TASK OBJECTIVE -
Convert every line of the material below into a numbered list, omitting any blank lines.

[Rows from an object pointing dataset]

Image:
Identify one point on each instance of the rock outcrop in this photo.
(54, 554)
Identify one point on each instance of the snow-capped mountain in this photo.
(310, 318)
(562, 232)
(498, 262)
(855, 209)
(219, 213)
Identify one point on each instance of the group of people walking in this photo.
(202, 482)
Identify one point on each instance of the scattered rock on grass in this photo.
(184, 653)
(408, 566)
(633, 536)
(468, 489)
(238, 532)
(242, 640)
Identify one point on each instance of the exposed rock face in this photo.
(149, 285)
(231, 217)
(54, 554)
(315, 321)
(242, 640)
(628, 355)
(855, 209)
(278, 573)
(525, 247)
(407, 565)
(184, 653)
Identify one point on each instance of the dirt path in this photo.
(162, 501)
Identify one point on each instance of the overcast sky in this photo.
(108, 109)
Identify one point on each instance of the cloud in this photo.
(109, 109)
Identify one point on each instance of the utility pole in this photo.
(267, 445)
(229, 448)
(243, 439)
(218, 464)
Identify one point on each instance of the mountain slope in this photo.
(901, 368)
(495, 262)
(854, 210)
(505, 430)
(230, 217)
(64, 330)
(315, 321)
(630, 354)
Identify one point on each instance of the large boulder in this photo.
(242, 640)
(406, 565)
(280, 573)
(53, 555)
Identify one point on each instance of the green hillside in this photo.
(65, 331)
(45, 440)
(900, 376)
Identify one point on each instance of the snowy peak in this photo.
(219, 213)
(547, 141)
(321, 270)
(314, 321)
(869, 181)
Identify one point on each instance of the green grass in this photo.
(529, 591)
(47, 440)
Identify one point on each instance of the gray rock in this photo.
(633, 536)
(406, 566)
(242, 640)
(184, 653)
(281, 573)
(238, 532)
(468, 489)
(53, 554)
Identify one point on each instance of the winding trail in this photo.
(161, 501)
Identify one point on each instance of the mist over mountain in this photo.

ANSWER -
1. Image:
2. Identify one point on each instance of the rock outcrop in this photo.
3. (54, 554)
4. Identify one point on each instance of the snow-capped mountain in this photo.
5. (310, 318)
6. (562, 232)
7. (498, 262)
8. (855, 209)
9. (219, 213)
10. Identify one point on each instance of the group of people walking in this photo.
11. (202, 482)
12. Identify one point on each instance of the scattered rock on grass in this photo.
13. (184, 653)
14. (408, 566)
15. (633, 536)
16. (468, 489)
17. (238, 532)
18. (242, 640)
19. Identify one point on each instance of the exposed rock face in this photo.
20. (149, 285)
21. (231, 217)
22. (54, 554)
23. (315, 321)
24. (242, 640)
25. (628, 355)
26. (855, 209)
27. (278, 573)
28. (525, 247)
29. (407, 565)
30. (184, 653)
31. Identify one point on each instance of the dirt path in this photo.
32. (162, 501)
33. Identify one point on each instance of the overcast sky in this photo.
34. (108, 109)
35. Identify one point on each instance of the cloud in this photo.
36. (109, 109)
37. Identify one point on each instance of the utility pole in this photo.
38. (267, 445)
39. (229, 448)
40. (243, 439)
41. (218, 464)
42. Identify one point on each instance of the mountain slope in this photo.
43. (901, 368)
44. (495, 262)
45. (854, 210)
46. (505, 430)
47. (230, 217)
48. (64, 330)
49. (315, 321)
50. (630, 354)
51. Identify one point on each instance of the large boulder in this photo.
52. (242, 640)
53. (406, 565)
54. (280, 573)
55. (53, 555)
56. Identify one point on each instance of the green hillside in this photo.
57. (65, 331)
58. (45, 440)
59. (900, 376)
60. Identify one point on each instance of the snowy peak in this photo.
61. (219, 213)
62. (547, 141)
63. (321, 270)
64. (314, 321)
65. (869, 181)
66. Identify one point on each instance of the green grass in this photo.
67. (529, 591)
68. (47, 440)
69. Identify one point on each instance of the gray rock in this photo.
70. (633, 536)
71. (406, 566)
72. (242, 640)
73. (184, 653)
74. (281, 573)
75. (238, 532)
76. (468, 489)
77. (53, 554)
78. Identify one point on each instance of the winding trail in this photo.
79. (161, 501)
80. Identify one point on each instance of the mist over mountain in this photo.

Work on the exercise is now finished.